GIVEN REQUEST: Extract the lines from the one containing "red scissor handle" through the end of the items, inclusive, and reproduce them verbatim.
-- Start EXERCISE DATA --
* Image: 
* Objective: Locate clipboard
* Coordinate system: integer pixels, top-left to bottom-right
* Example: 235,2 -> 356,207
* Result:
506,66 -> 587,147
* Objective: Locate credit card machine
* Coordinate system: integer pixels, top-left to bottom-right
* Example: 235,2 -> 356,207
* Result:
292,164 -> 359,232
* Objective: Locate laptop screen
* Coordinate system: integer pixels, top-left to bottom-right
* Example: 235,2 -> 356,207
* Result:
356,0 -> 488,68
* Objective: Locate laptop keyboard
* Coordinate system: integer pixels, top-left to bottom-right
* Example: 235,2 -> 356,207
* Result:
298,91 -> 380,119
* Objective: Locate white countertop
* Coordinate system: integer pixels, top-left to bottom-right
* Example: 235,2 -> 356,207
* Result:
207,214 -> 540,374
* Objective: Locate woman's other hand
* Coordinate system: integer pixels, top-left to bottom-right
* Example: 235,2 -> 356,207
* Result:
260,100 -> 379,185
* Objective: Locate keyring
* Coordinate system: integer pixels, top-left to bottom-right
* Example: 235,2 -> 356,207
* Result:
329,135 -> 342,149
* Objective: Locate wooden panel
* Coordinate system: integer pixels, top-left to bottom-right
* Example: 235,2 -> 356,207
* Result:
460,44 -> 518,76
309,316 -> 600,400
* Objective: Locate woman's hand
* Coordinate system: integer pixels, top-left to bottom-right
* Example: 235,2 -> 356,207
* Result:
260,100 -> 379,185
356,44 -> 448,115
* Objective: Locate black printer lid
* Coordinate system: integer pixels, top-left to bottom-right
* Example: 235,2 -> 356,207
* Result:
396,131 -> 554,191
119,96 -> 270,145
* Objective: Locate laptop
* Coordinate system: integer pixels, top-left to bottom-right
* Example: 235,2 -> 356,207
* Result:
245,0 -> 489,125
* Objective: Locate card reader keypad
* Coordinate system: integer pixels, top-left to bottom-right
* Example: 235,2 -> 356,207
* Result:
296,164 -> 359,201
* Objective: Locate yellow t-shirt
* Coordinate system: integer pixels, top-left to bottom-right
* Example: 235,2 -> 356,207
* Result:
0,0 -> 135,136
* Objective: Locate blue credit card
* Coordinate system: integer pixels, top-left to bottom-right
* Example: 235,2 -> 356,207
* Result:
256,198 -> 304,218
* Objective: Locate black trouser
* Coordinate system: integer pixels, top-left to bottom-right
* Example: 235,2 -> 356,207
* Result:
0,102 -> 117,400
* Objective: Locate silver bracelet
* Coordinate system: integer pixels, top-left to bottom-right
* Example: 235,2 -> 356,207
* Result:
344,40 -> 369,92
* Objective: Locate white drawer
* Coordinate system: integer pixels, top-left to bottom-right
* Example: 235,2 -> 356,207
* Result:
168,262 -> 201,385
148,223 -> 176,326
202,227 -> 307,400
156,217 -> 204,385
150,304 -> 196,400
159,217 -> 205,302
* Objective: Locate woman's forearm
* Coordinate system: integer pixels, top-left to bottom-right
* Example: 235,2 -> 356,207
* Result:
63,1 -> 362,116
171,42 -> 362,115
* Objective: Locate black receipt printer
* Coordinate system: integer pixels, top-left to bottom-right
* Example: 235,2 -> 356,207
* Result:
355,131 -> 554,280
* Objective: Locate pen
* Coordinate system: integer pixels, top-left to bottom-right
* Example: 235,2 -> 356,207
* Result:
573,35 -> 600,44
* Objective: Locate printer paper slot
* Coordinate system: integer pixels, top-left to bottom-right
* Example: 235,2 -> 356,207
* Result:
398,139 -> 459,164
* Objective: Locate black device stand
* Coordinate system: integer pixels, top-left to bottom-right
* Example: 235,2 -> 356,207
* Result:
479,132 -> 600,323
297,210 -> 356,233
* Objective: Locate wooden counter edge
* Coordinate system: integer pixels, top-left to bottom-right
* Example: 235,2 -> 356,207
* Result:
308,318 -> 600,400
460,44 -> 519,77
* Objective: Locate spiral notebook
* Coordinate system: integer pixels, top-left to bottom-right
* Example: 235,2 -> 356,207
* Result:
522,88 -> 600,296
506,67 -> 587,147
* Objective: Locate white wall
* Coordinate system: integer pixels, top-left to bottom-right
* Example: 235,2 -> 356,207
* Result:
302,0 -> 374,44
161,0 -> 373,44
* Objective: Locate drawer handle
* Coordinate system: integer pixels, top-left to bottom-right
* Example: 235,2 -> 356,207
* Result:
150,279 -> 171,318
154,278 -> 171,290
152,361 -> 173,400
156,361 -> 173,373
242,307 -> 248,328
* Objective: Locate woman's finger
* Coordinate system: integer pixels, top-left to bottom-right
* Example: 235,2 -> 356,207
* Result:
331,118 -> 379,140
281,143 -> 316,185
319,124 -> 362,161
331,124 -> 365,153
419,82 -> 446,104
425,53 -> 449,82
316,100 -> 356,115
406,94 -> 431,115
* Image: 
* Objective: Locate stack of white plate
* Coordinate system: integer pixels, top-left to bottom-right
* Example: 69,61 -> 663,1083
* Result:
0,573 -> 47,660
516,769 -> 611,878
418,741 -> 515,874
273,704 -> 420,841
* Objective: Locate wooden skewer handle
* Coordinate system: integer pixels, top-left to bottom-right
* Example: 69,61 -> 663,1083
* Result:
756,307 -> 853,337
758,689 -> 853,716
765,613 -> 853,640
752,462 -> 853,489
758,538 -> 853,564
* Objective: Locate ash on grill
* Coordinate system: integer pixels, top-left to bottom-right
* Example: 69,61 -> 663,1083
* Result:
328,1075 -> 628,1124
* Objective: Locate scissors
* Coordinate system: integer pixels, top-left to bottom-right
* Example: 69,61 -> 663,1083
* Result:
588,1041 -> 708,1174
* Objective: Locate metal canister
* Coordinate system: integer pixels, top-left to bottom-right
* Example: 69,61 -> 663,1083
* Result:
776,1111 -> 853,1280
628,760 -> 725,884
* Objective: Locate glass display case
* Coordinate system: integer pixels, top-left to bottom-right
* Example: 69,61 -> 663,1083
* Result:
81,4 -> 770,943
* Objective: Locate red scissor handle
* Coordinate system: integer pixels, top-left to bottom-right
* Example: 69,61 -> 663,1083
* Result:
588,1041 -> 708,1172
-- End EXERCISE DATA --
COMPLETE OUTPUT:
* Objective: Locate red scissor handle
* Coordinate system: integer pixels, top-left to bottom-right
* Example: 69,61 -> 663,1083
* Result:
588,1041 -> 708,1172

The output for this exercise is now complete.